_EXERCISE_. Show each line in the records below that contains the word "face", copied in full. Only matches with the same capitalization count.

———

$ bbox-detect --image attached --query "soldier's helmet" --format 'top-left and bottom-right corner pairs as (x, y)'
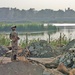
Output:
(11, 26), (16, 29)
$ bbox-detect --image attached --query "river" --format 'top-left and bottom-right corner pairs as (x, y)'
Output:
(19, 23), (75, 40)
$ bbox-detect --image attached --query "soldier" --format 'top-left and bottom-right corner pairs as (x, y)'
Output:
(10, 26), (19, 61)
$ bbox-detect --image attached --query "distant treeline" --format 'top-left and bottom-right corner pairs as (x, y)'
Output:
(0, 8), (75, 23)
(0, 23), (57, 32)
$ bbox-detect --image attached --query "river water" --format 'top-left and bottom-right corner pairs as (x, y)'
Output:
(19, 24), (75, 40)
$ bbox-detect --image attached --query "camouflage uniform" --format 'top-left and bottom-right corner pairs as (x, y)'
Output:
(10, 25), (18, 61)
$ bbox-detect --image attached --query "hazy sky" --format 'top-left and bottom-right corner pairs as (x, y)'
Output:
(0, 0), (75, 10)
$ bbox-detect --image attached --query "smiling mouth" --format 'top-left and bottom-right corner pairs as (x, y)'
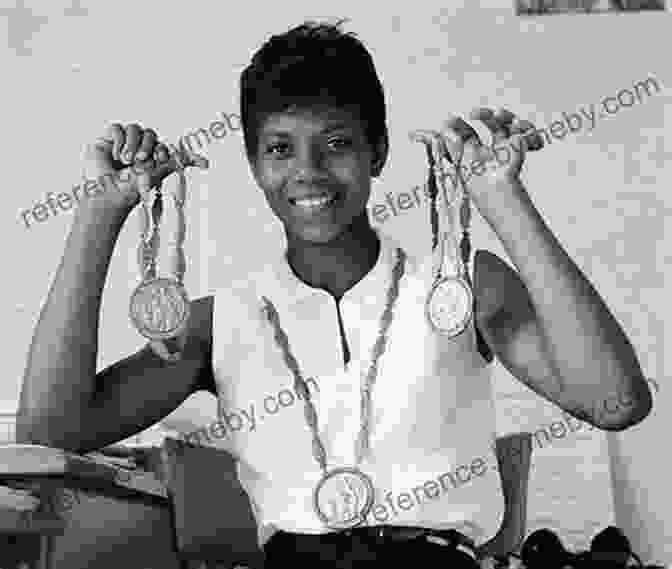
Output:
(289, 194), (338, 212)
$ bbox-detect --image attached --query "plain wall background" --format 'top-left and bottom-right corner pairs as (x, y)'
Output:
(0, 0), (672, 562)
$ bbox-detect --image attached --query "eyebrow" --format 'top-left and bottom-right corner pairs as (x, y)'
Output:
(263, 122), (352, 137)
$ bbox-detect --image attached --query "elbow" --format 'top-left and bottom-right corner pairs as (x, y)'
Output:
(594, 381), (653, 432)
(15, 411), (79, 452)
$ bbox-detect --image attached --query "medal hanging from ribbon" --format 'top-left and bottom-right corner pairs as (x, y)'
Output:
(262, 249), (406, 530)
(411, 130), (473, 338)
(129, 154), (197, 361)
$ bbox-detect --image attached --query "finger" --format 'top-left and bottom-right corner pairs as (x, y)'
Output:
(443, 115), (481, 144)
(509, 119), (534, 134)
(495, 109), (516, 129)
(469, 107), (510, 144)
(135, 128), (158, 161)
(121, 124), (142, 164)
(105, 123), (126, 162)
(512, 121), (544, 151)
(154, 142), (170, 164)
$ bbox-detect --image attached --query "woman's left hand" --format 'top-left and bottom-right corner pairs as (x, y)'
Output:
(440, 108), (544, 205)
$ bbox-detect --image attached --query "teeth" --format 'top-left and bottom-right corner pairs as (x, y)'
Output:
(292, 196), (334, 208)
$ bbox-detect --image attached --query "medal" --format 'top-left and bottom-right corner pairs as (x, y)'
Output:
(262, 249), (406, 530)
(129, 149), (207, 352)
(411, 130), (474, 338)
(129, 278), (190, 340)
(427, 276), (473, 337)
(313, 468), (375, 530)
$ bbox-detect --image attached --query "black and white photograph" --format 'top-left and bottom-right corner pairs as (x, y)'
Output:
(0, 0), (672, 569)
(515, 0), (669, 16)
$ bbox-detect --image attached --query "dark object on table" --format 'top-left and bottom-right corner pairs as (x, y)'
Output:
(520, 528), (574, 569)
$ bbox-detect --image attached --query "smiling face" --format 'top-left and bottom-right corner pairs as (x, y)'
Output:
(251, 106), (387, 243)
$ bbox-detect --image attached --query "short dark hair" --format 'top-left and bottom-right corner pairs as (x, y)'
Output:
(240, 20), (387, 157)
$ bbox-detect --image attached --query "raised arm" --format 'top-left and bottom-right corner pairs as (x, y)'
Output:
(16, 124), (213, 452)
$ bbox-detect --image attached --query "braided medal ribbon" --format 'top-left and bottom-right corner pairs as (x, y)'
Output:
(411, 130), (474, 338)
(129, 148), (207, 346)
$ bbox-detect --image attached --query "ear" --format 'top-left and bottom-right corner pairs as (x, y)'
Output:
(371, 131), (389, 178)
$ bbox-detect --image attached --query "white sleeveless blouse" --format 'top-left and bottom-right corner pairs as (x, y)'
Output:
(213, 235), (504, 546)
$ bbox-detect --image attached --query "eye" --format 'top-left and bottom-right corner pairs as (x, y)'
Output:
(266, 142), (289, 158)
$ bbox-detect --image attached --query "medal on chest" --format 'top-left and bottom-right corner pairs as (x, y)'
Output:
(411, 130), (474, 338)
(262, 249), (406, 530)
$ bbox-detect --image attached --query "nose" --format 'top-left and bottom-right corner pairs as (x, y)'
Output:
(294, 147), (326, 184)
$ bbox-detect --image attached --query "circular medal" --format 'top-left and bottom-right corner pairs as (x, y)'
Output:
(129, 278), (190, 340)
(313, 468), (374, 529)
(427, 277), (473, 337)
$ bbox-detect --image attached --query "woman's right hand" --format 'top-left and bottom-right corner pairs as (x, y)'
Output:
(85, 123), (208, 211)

———

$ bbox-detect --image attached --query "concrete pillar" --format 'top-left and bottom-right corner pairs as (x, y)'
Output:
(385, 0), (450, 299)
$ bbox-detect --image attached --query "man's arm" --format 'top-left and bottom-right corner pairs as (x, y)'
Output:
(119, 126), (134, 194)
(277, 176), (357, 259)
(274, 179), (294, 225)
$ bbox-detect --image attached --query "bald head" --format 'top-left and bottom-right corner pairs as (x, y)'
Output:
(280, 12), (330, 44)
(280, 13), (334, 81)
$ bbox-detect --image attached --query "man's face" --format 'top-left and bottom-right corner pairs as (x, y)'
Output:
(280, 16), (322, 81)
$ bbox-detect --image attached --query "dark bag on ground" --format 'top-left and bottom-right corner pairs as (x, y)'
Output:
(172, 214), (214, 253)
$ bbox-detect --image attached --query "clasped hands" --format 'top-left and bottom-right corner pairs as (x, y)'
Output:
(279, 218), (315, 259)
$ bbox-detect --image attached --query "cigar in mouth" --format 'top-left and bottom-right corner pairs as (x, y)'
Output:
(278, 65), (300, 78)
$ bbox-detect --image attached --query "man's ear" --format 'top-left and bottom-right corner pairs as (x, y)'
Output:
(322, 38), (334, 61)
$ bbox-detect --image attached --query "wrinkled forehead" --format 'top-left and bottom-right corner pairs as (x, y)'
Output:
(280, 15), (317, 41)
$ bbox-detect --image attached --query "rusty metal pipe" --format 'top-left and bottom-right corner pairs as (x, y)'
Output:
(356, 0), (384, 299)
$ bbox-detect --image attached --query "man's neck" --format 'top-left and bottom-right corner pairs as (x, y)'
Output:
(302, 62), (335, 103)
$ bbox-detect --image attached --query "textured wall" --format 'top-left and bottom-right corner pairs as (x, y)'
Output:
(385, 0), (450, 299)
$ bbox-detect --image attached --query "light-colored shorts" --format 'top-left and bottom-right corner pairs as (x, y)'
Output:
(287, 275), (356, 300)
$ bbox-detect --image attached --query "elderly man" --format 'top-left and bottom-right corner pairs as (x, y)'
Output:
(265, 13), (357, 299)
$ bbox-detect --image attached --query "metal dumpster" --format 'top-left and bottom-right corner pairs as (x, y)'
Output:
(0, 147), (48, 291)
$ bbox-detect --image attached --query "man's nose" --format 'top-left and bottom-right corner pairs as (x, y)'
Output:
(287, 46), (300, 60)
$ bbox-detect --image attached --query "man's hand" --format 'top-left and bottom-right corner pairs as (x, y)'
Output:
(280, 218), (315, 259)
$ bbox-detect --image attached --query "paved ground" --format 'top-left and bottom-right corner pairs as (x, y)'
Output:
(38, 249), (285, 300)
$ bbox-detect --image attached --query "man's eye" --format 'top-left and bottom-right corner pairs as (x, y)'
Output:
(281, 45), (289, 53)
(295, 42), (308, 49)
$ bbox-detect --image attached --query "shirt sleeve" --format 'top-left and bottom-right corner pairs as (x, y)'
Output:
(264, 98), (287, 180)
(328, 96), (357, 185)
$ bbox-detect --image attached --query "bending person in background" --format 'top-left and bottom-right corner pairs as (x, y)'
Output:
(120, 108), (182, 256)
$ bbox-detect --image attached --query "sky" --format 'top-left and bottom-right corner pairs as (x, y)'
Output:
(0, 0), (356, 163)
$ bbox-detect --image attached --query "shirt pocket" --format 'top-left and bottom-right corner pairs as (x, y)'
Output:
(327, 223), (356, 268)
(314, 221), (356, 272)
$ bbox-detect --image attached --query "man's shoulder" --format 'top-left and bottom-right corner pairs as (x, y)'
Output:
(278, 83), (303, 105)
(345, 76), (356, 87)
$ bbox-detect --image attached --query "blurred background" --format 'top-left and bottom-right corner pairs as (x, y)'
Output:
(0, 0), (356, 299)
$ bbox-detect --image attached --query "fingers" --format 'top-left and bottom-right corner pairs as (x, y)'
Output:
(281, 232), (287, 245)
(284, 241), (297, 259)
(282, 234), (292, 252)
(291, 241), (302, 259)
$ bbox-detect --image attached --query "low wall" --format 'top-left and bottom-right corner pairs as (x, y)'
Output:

———

_EXERCISE RESULT_.
$ bbox-detect --image attached --query "smiling face" --format 'top-left and bottom-right corner pairs as (x, y)'
$ bbox-detect --image attached --query "man's face" --format 'top-left and bottom-right corner pairs as (x, y)'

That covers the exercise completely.